EXCERTO DO TEXTO:
____________________

1. Um leitor destas crónicas lamenta a minha perda de
tempo com assuntos de moral familiar e, em particular, com a discutida
participação dos católicos divorciados recasados na comunhão eucarística. As
próprias expectativas de mudança, no próximo Sínodo dos Bispos, são o resultado
da preguiça católica em pensar pela própria cabeça. Andar a pedir ordens ao
clero é infantilismo cultivado. Cada católico deve ser tutor de si próprio. Eu
deveria limitar-me a recordar a célebre resposta de I. Kant (de 1784) à
pergunta: o que é oiluminismo?
A resposta é
conhecida: “O iluminismo é a saída do homem da sua menoridade de que ele é
culpado. A menoridade é a incapacidade de se servir do entendimento sem a
orientação de outrem. Tal menoridade é por
culpa própria, se a sua causa não reside na falta de entendimento,
mas na falta de decisão e de coragem em se servir de si mesmo sem a orientação
de outrem.Sapere aude [1]!
Tem a coragem de te servires do teu próprio entendimento. Eis a palavra de
ordem do iluminismo”.
Recordou-me ainda que
o Vaticano II (1962-1965) foi o começo de uma clara escuta de alguns ecos da
modernidade, há muito esquecidos: a consciência como primeira instância moral
(GS 16); a declaração sobre a liberdade religiosa (Dignitatis Humanae), destacando que a própria
objectividade da verdade moral “não se impõe de outro modo senão pela sua
própria força, que penetra nos espíritos de modo ao mesmo tempo suave e forte”

____________________

ENUNCIADO DA TAREFA:
Escreva a continuação do texto sobre o iluminismo e a consciência moral católica, a partir do ponto em que ele termina. O material que se segue não é necessário.

(Entradas de indicação de objetos nomeados)
____________________

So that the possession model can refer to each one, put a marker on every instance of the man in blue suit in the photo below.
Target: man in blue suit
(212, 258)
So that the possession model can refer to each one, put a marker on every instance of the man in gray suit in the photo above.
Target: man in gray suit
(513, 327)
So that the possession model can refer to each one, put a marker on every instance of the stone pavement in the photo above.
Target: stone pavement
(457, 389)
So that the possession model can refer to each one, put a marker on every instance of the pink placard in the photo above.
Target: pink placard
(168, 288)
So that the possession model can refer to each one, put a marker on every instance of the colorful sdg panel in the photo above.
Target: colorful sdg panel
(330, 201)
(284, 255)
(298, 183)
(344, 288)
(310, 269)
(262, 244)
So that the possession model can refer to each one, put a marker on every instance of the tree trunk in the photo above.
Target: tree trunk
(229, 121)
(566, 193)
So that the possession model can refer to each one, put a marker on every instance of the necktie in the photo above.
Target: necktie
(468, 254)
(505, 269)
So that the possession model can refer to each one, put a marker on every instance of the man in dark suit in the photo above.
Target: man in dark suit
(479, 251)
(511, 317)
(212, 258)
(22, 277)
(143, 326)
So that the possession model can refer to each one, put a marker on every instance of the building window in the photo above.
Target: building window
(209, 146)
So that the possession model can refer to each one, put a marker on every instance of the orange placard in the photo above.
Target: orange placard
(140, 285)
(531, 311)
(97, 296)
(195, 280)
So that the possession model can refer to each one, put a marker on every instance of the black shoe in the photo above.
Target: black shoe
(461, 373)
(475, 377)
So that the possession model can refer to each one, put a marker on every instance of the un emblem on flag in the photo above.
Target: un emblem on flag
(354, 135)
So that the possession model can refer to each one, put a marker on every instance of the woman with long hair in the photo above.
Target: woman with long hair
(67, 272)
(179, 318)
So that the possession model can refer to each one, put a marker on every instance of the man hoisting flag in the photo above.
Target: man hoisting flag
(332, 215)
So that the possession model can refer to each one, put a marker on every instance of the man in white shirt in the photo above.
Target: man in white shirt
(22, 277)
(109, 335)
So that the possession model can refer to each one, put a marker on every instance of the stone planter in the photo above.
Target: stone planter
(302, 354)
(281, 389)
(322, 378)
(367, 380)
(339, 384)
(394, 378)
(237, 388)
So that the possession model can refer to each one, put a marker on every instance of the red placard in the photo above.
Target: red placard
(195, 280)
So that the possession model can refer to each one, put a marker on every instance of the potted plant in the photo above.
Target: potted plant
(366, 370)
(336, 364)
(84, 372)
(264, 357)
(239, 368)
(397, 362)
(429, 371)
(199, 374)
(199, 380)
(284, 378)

____________________

RESULTADO DA TAREFA:
(n.1).
Inteiramente de
acordo, mas vamos por partes. Kant tem razão: a recusa preguiçosa de cada
pessoa se servir do próprio entendimento e andar sempre a recorrer a um
“director de consciência” é um exercício de infantilismo e, por outro lado, uma
atitude obscurantista de quem alimenta essa dependência. No entanto, seria
igualmente infantil não alimentar o próprio entendimento com as investigações
dos outros. O culto da auto-ignorância para ser dono das suas decisões éticas,
é uma parvoíce. Somos seres de relação em todas as dimensões. Não somos apenas
responsáveis diante da nossa consciência, mas também pela consciência que
podemos ter do nosso mundo e do mundo dos outros.
2. Louis Dingemans
(1922-2004), sociólogo e teólogo, era um dominicano belga que aprofundou, com
um grupo de trabalho interdisciplinar, a situação eclesial dos divorciados
recasados [2].
Para a validade de
uma celebração católica do casamento sempre foi exigido o consentimento livre dos
esposos e, como dizia Kierkegaard, o amor nunca é tão grande como quando se
assume como um dever recíproco. A multiplicidade de uniões infelizes e
divórcios, a fragilidade dos amores humanos ainda não conseguiram estancar o
sonho e o desejo de muitas pessoas se aliarem para construírem uma história
comum, que não esteja dependente dos humores de cada dia. Encontram-se até
pessoas “pouco praticantes” que pedem para se casar pela Igreja e não é apenas
pelas fotografias. Como diz L. Dingemans, parece que têm uma vaga percepção de
que o casamento, sendo uma loucura, precisa do Deus do Evangelho, protector dos
loucos, sentindo que todo o verdadeiro amor é de origem divina.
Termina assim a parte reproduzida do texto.